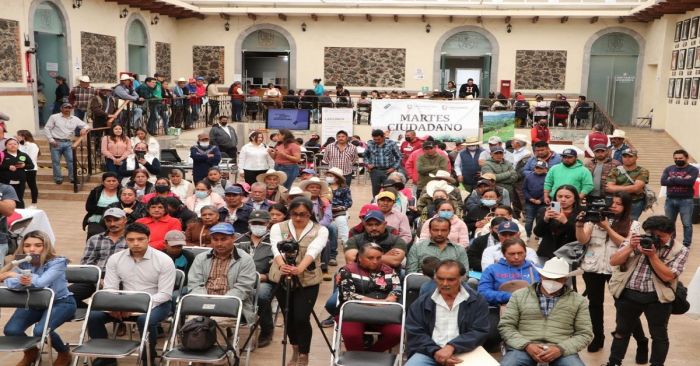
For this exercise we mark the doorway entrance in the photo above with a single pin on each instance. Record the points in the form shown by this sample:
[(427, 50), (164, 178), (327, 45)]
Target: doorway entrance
[(466, 55), (612, 77), (51, 54), (266, 59)]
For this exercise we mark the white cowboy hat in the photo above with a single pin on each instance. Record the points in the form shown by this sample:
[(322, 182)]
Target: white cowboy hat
[(438, 185), (555, 268), (281, 175), (337, 173), (443, 175), (618, 134), (315, 180)]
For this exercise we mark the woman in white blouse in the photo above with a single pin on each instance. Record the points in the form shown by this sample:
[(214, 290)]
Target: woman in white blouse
[(254, 158)]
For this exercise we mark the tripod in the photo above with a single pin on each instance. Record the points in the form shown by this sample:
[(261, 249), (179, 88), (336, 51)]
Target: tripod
[(288, 281)]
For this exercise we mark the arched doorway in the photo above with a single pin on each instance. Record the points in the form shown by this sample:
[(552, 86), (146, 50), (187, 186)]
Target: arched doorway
[(464, 53), (612, 75), (51, 58), (137, 47)]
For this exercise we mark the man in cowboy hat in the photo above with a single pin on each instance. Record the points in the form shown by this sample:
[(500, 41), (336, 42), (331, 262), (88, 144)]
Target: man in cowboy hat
[(467, 167), (428, 164), (536, 331), (273, 179)]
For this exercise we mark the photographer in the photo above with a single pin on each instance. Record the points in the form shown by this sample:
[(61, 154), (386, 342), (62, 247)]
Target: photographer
[(301, 240), (644, 265), (602, 231)]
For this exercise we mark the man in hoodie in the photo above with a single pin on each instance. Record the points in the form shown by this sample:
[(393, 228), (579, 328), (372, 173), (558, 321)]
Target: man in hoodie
[(570, 171)]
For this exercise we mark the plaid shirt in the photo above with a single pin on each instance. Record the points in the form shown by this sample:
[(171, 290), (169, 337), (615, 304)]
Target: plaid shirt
[(385, 156), (98, 249), (341, 159), (642, 274)]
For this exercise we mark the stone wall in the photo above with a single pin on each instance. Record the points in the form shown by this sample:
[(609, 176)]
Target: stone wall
[(368, 67), (208, 61), (10, 56), (540, 69), (163, 59), (99, 57)]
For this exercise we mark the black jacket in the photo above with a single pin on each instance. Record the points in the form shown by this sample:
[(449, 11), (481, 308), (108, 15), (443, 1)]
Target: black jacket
[(473, 319)]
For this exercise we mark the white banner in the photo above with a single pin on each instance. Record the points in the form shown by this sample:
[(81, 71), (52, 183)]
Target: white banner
[(334, 120), (445, 120)]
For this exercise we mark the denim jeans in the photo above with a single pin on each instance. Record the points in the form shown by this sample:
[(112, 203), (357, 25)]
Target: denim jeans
[(684, 207), (637, 209), (98, 319), (63, 310), (292, 171), (530, 214), (516, 357), (65, 149), (265, 295)]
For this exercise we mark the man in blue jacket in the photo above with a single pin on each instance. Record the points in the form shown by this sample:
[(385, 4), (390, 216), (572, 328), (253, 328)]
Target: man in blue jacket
[(450, 321)]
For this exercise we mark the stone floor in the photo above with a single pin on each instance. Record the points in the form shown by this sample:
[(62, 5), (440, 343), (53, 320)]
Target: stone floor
[(66, 217)]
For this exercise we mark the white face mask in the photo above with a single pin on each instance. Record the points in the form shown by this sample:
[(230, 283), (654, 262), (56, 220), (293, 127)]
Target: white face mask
[(551, 286)]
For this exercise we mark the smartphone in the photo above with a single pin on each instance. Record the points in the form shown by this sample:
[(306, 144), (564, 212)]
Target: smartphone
[(555, 206)]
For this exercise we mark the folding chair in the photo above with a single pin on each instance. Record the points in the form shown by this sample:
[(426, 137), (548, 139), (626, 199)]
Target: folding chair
[(112, 300), (37, 299), (205, 305), (411, 287), (375, 313)]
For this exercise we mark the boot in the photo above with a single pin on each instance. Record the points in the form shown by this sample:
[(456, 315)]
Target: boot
[(63, 359), (295, 356), (30, 356)]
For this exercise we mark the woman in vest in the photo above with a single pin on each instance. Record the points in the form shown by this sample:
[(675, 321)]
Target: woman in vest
[(299, 270), (601, 240), (368, 279)]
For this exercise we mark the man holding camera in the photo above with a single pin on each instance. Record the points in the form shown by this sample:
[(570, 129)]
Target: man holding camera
[(645, 275)]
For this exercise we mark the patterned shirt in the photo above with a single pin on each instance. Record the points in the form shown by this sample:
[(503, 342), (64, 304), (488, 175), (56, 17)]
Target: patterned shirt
[(641, 281), (98, 249), (383, 156), (341, 159), (217, 283)]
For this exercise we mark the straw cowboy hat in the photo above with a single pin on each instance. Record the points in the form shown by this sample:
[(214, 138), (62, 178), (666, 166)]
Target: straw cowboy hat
[(443, 175), (338, 174), (438, 185), (315, 180), (281, 175)]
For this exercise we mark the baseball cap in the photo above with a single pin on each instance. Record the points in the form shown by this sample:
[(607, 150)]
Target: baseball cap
[(386, 194), (374, 215), (222, 228), (259, 216), (114, 212), (175, 238), (631, 152), (233, 190), (493, 140), (508, 227)]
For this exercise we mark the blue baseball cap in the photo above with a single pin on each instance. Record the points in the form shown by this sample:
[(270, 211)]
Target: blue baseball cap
[(374, 215), (508, 227), (222, 228)]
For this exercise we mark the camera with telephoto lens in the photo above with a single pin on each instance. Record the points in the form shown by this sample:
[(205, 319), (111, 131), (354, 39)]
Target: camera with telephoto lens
[(648, 241), (597, 211)]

▶ _Exercise objective_
Copy out the data above exactly, except the pictures.

▶ _Task answer_
For this exercise we mark the doorway entrance in the photo above with a single pin on each instance. Record the points in the form shown by this sample:
[(427, 50), (164, 178), (327, 45)]
Target: doorway entrance
[(466, 55), (612, 77), (51, 54), (266, 59)]
For this exercise we mark the white cowboy hat in the photo above with a single pin on each instance. Record the points in the form shown by this sample:
[(322, 182)]
Target: white cowboy hat
[(438, 185), (555, 268), (281, 175), (337, 173), (443, 175), (618, 134), (315, 180)]
For this exercise we mark the woman in white blouse in the photo above with a single pin on each instance. Record the points in the form shown by this sample:
[(214, 290)]
Target: woman in white blouse
[(254, 158)]
For this exercise we mark the tripod in the photo above with a single pin on each instance. Record the points in the form shown by this sample:
[(261, 249), (179, 88), (336, 51)]
Target: tripod
[(288, 281)]
For this exercise we mark the arched doorway in the photo above with a single pin on each instance. Record the points in the form shown by this sample:
[(552, 86), (146, 50), (187, 186)]
Target: arched doorway
[(464, 53), (612, 75), (51, 58), (137, 47)]
For this exercise we mark the man in cowboy hat in the photo above with a single pin on each instance. Record the points in the form shown by this sample:
[(500, 41), (336, 42), (331, 262), (88, 144)]
Target: man in cowboy hat
[(467, 167), (428, 164), (536, 331), (273, 179)]
For this exercise we mark the photographer in the photo above with a single pin on each instance. Record the points in the form shown by this sample:
[(61, 154), (386, 342), (62, 247)]
Target: photographer
[(301, 240), (644, 265), (602, 231)]
For this exercise we mark the man in hoodie in the photo above with a single pin on each instance. Record the points in the form shown by this sample:
[(393, 228), (579, 328), (372, 173), (558, 321)]
Target: man in hoodie
[(570, 171)]
For this exercise we mark the plaid shirt in the photo above with a single pin on each instance. Record the points in the form shown by this sample:
[(171, 290), (169, 337), (615, 304)]
Target: plaid shirt
[(385, 156), (98, 249), (341, 159), (642, 274)]
For this exercise we mark the stone wall in the photo above with a single pin on each instance. Record the points in the form shown by this sample:
[(609, 176)]
Target: stone wall
[(368, 67), (208, 61), (10, 56), (540, 69), (163, 59), (99, 57)]
For this exercise we mark the black jacket in the photo above with a single pin on each instance. Record the points in the form shown by this sample:
[(449, 11), (481, 308), (108, 15), (443, 1)]
Target: black jacket
[(473, 319)]
For this exercise we mark the white banner in the photo above with a single pin on each instance. Record the points in the form shown by this sample:
[(81, 71), (52, 183)]
Target: white banner
[(334, 120), (445, 120)]
For this exercise we mark the denim jeans in the photo above with a single pin on each instance. Record the points in the form shown by this sample:
[(112, 203), (357, 25)]
Target: denim jeans
[(684, 207), (637, 209), (98, 319), (63, 310), (292, 171), (530, 214), (516, 357), (65, 149), (265, 295)]
For this exercise we mark the man in blue jacket in the photo above with a single pin on each instance. Record the points in the form shown by this sample:
[(385, 4), (390, 216), (572, 328), (253, 328)]
Target: man in blue jacket
[(450, 321)]
For this exercise we mark the stone floor in the photo above with a single pin on each instance. Record the points in the form shown by this sample:
[(62, 5), (440, 343), (53, 320)]
Target: stone floor
[(66, 217)]
For this exercise we mark the white face mask in the photo above with a single pin on each instance. Record the points in the form shown by this sample:
[(230, 283), (654, 262), (56, 220), (293, 127)]
Target: white face mask
[(551, 286)]
For this exercise we mark the smartphone in the photo above with a single pin on each instance. Record the points in the form shown by this sample:
[(306, 144), (564, 212)]
Target: smartphone
[(555, 206)]
For this exercise we mark the folding chair in the photo above with a single pin on each instance. Record the points in the form shown by this sample:
[(426, 137), (548, 139), (626, 199)]
Target: folding chair
[(112, 300), (37, 299), (205, 305), (411, 287), (375, 313)]
For this exercise we mark the boot in the photo above with a single pin on each instance. Record the points in the form shown by this sample:
[(456, 315)]
Target: boot
[(63, 359), (295, 356), (30, 356)]
For this exercise we mark the woman in vest in the photo above with a single pin on each instance. Record the points in the form shown by this sample:
[(675, 321)]
Target: woman in vest
[(299, 270), (601, 240), (368, 279)]
For this exercise we mark the man holding camera in the photo above with a single pin on each instance. Record the points in the form shown by this sample:
[(570, 129)]
Target: man holding camera
[(645, 275)]
For this exercise we mark the patterned shirt in the photo above with a single pin on each instance. Record the points in the form shown by this sample:
[(503, 342), (64, 304), (488, 175), (56, 17)]
Target: patterned shirt
[(641, 281), (98, 249), (383, 156), (341, 159), (217, 283)]
For this exercise we mark the straw cowboy hat in the photo above with a single pin on each instance. Record the points in the form shown by this sample:
[(214, 138), (62, 178), (666, 166)]
Target: straw cowboy hat
[(443, 175), (338, 174), (438, 185), (315, 180), (281, 175)]
For this exercise we mark the baseball cap in the photo above with a single pin on each instance. Record the points in the form shown by this sample:
[(607, 150)]
Target: baseball cap
[(386, 194), (374, 215), (222, 228), (259, 216), (114, 212), (175, 238), (631, 152), (233, 190), (493, 140), (508, 227)]
For this exercise we mark the blue baseball cap in the photo above with a single pin on each instance. Record the points in the form shown by this sample:
[(270, 211)]
Target: blue baseball cap
[(374, 215), (508, 227), (222, 228)]
For this exercise we mark the camera with telephoto lens in the photo above with a single pin on each instance. Record the points in the form shown by this sample:
[(205, 319), (111, 131), (354, 39)]
Target: camera with telephoto lens
[(648, 241), (597, 211)]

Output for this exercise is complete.